Task description →
Answer these questions from the passage on trench isolation in integrated circuits:
(a) What does the abbreviation STI stand for?
(b) What happens to the aspect ratio of the isolation trenches as packing density increases?
(c) Up to approximately what aspect ratio is HDP-CVD known as a method for filling isolation trenches?

Selected extract →

Start of Block

The packing density of components in integrated circuits is continuously increasing in the course of advancing miniaturization in semiconductor technology. In order to avoid undesirable interactions between the components, the quality of the isolation of the components among one another is an important aspect of process development.
Besides the traditional LOCOS technique (Local Oxidation of Silicon), STI technology (Shallow Trench Isolation) has been developed for large scale integrated semiconductor chips. In STI technology, trenches are etched into the substrate and are filled with dielectric material. STI structures are typically used in MOS and CMOS technology in order to provide an isolation between adjacent components.
As the packing density increases, the width of these isolation trenches also decreases and their aspect ratio (ratio of height to width) increases. Consequently, filling the isolation trenches becomes more difficult, cavities may be produced in the isolating filling material, as a result of which their isolation property is impaired and thus adversely affects the yield and quality of the product.
The deposition of silicon oxide with the aid of an HDP-CVD process (high density plasma chemical vapor deposition) is known as a method for filling isolation trenches having a high aspect ratio (up to approximately 3:1). As a result of the high plasma density, this process also has a sputtering component in addition to the deposition, as a result of which dense insulation layers can be obtained with good setting of the deposition/sputtering ratio. Numerous modifications of this method are known for obtaining a dense filling (see, for example, U.S. Patent Application Publication No. 2002/0187655, which is incorporated herein by reference). In the transition to sub-100 nm technology, this method nevertheless increasingly poses difficulties with regard to cavity- and seam-free filling of the isolation trenches.

End of Block

Records provided →
Start of Block

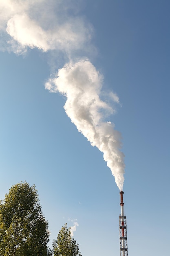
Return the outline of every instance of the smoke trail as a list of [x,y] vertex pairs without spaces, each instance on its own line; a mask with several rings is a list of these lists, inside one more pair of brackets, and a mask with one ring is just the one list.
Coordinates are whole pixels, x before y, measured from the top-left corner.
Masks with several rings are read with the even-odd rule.
[[[121,136],[104,118],[115,110],[100,98],[102,76],[89,58],[81,57],[91,46],[92,26],[77,15],[74,0],[62,2],[0,0],[0,49],[21,54],[28,47],[37,48],[44,52],[60,51],[65,58],[67,56],[68,63],[51,76],[45,88],[66,97],[66,114],[91,145],[103,153],[121,190],[125,166]],[[74,61],[77,56],[79,60]],[[111,92],[110,97],[119,102],[116,94]]]
[[73,225],[71,226],[70,228],[70,230],[71,232],[71,236],[74,236],[74,232],[76,231],[77,227],[79,226],[79,224],[77,222],[77,220],[71,220],[71,219],[69,219],[68,220],[71,221],[73,222]]
[[[120,189],[123,188],[124,164],[119,133],[110,122],[104,121],[104,113],[113,110],[100,99],[103,78],[88,59],[69,63],[46,83],[46,88],[59,92],[67,100],[66,112],[78,130],[104,153]],[[112,94],[112,96],[114,95]],[[113,97],[117,101],[117,97]]]

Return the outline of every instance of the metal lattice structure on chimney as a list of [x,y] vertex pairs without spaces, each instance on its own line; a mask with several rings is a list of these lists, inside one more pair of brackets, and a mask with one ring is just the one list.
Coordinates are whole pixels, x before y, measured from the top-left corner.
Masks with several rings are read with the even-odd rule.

End of Block

Answer box →
(a) Shallow Trench Isolation
(b) It increases.
(c) Approximately 3:1